> _Page text_:
------------------------------------
According to The Washington Post, Congress has enforced a set of rules for itself that differ from the regulations set for the private sector or other echelons of government. These rules make it harder for accusers to come forward with allegations of sexual assault or harassment, and make it easier for lawmakers to sweep incidents under the rug.

A law that was instated in 1995 means accusers have only 180 days after an alleged incident of assault or harassment to file a complaint with the Office of Compliance, and in order to do so, they need to call ahead and receive a special password to access the form.

Accusers then need to go through approximately 30 days of mandatory counseling, with an Office of Compliance counselor informing them of their rights and laws that may apply to the situation. After that, the office notifies the accusers' employing office and approximately 30 days of mediation begin, in which the office tries to resolve the complaint on its own, according to The Washington Post. If a settlement takes place, the funds come from a U.S. Treasury purse. In a span of 17 years, 235 payouts came out of the fund, coming to a total of $15.2 million.

If and when mediation doesn't work — about two months after an accuser originally filed a complaint with the Office of Compliance — the complainant can then file a case through a federal civil court or get an administrative hearing.

It's a process that women in Congress are now taking a stand against. "Many of us in Congress know what it's like, because Congress has been a breeding ground for a hostile work environment for far too long," California Rep. Jackie Speier said in a video she shared on Twitter on Friday.

Speier is now crafting legislation to change Congress' outdated reporting rules, which essentially work to protect employers, rather than victims. Speier's representative told Bustle that the legislation would make annual sexual harassment training mandatory for Congress' members and staff and change the OOC's current complaint system.

"There’s no accountability whatsoever," Speier told Politico. "It’s rigged in favor of the institution and the members, and we can’t tolerate that."

One survey, carried out in July this year, found that 40 percent of female Congressional staff believed sexual harassment was a problem in their field, while one in six had personally experienced harassment. Only 10 percent of the women surveyed knew there was even a system in place to report harassment in Congress.

"You’re dealing with high-profile people and people are really afraid," Kristin Alden, the founder of an employment law firm in Washington, told Roll Call in February. "The fear factor is tremendous, much stronger than we’ve found it to be in private sector or executive agencies."

It's clear that sexual harassment is a problem in Washington — and so are the limited means women have for addressing the problem within Congress. Whether this recent spotlight on #MeTooCongress and its outdated rules will bring about change, however, remains to be seen.
------------------------------------
> _Source data_:
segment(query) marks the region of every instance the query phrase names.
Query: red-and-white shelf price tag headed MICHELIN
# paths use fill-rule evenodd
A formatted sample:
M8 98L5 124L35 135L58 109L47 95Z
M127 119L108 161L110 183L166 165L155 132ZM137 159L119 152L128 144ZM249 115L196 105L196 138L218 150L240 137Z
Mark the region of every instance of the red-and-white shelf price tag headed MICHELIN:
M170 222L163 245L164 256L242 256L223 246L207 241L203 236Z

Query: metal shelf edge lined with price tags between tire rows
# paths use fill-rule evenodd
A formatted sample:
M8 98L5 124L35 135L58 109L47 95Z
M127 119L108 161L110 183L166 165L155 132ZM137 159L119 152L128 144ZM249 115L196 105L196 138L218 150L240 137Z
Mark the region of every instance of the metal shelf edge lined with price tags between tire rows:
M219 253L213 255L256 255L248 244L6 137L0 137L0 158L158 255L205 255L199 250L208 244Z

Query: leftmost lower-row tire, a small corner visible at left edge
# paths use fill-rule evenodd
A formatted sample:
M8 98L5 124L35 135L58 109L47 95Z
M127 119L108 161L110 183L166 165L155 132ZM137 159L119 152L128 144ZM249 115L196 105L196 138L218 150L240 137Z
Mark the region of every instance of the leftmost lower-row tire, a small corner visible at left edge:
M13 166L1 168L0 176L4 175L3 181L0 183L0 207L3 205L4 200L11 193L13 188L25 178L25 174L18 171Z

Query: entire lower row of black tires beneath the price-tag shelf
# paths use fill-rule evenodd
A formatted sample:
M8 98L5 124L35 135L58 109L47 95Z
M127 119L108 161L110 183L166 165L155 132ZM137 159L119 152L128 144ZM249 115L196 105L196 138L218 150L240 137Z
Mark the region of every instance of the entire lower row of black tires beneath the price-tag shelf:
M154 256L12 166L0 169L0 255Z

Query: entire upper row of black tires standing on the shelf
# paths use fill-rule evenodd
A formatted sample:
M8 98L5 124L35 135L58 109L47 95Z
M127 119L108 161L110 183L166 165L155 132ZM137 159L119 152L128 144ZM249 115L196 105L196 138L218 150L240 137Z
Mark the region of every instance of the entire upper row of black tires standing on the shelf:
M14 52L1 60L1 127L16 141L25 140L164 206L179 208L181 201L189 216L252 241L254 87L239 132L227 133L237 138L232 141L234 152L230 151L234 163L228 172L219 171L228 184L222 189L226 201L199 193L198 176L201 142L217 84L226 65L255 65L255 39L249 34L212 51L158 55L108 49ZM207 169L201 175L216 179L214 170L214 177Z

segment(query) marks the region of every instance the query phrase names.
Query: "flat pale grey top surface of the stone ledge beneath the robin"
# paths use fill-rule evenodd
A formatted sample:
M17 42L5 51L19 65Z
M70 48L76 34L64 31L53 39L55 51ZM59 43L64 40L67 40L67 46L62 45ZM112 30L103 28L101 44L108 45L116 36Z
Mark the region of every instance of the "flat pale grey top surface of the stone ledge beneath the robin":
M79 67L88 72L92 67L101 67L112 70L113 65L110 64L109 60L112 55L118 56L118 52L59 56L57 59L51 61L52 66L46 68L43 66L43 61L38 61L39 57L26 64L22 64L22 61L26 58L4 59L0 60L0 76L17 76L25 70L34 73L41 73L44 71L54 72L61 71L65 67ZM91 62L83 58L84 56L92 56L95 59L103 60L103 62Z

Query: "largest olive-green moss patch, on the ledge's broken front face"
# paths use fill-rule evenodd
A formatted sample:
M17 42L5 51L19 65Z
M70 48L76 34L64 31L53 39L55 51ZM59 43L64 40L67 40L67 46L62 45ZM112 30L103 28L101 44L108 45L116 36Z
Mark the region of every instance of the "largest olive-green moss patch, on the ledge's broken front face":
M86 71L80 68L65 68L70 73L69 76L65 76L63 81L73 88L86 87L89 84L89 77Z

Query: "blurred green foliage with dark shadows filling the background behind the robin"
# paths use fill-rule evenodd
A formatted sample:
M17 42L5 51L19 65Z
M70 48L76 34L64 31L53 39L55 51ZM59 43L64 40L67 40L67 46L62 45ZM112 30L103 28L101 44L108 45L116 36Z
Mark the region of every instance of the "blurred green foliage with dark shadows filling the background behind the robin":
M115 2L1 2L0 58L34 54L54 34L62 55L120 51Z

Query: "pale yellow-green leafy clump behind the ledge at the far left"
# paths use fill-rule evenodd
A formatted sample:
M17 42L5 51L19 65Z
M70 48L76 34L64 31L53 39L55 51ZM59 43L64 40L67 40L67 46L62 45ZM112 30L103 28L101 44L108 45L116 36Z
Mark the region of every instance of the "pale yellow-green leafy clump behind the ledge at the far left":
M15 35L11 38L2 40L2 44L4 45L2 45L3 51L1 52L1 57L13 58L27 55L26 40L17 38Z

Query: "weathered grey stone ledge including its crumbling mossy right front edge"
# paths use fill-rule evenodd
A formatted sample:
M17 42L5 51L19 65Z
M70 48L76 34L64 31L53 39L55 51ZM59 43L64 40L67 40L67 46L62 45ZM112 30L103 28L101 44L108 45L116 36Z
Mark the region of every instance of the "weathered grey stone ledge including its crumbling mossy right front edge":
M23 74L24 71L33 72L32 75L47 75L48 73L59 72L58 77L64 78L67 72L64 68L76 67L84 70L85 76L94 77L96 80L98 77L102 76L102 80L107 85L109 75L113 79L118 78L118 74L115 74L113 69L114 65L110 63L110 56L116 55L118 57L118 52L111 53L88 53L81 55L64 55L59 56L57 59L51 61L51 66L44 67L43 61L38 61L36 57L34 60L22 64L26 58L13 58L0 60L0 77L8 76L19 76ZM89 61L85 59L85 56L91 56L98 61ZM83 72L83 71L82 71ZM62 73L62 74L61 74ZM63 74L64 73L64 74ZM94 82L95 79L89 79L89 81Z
------------------------------------
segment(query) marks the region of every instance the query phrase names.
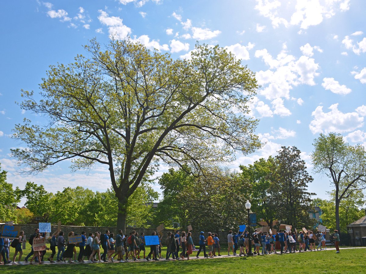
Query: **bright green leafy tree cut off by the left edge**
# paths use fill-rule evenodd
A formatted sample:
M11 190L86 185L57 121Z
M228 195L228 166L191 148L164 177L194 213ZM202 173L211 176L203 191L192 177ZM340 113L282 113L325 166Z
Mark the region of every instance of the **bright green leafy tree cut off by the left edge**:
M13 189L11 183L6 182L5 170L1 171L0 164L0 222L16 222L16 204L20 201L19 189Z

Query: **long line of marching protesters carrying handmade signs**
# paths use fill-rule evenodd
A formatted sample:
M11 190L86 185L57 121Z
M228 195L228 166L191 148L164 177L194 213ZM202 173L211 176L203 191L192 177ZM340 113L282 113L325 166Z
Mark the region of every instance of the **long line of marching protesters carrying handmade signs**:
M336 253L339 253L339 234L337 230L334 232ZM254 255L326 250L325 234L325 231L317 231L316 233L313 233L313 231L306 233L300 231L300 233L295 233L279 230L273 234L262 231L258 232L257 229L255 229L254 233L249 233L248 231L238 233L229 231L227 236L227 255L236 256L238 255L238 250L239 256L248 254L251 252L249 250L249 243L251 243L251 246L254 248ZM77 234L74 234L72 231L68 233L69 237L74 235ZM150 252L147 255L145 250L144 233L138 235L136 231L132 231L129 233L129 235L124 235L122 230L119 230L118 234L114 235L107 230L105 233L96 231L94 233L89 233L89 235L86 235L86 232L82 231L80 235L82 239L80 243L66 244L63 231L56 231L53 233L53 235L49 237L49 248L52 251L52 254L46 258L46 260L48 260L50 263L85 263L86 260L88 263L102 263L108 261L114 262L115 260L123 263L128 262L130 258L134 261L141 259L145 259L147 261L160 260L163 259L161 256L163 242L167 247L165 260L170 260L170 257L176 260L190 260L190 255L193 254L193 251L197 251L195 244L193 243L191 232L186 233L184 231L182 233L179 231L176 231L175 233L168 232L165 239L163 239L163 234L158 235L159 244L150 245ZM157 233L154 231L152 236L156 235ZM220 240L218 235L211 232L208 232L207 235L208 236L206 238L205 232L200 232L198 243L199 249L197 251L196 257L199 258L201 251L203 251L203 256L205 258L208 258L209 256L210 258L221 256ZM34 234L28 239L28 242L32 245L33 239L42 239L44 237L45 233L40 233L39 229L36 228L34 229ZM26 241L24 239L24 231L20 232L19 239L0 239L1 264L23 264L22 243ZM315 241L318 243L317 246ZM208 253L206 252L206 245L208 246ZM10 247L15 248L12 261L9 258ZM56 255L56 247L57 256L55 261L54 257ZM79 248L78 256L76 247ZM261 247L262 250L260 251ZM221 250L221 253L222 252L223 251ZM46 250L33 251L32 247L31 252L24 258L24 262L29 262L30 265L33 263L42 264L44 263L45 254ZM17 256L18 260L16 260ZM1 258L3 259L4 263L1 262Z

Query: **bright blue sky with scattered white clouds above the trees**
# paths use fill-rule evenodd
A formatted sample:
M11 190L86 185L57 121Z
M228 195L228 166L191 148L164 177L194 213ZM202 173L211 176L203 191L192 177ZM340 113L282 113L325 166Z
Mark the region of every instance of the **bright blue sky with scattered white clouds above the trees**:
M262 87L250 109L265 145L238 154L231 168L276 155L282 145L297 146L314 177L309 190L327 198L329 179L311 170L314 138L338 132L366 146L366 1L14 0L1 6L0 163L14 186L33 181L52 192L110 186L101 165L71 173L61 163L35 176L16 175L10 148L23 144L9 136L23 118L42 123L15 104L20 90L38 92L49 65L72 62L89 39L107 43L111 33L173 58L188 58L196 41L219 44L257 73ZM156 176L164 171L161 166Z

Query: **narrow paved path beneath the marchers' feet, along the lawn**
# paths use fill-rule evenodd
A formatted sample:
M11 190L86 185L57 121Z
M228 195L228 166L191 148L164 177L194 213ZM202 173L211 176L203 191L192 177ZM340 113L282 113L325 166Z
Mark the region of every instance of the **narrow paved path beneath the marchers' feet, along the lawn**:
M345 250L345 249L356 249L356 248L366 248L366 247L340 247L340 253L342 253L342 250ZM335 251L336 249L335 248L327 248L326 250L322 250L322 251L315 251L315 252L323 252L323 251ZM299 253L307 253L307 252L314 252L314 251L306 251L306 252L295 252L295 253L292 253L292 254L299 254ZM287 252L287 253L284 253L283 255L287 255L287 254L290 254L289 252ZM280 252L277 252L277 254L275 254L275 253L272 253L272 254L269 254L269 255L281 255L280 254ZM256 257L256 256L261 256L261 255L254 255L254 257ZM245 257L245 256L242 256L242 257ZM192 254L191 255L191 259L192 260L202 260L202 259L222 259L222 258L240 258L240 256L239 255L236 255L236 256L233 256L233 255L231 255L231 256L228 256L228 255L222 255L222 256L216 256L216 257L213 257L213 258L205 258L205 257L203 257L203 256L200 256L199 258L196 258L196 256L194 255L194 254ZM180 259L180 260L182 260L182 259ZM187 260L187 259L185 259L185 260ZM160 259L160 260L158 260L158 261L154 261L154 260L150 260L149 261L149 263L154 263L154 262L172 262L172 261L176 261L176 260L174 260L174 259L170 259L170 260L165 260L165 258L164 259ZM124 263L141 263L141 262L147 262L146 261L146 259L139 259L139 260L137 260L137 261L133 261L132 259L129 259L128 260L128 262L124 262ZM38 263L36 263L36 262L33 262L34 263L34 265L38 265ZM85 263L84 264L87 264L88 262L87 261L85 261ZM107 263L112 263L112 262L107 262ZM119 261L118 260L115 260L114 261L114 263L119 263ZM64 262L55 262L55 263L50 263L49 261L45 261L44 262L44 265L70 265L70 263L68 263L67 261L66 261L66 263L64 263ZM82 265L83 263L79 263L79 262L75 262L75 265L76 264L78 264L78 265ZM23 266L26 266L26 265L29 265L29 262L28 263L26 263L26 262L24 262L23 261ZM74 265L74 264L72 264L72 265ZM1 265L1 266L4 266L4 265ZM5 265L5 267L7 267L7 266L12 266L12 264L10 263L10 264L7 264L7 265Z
------------------------------------
> _Task to complete_: In the text on Congress's harassment complaint rules, how many settlement payouts came from the U.S. Treasury fund over 17 years, and what was their total?

> _Written reply_: 235 payouts, totaling $15.2 million.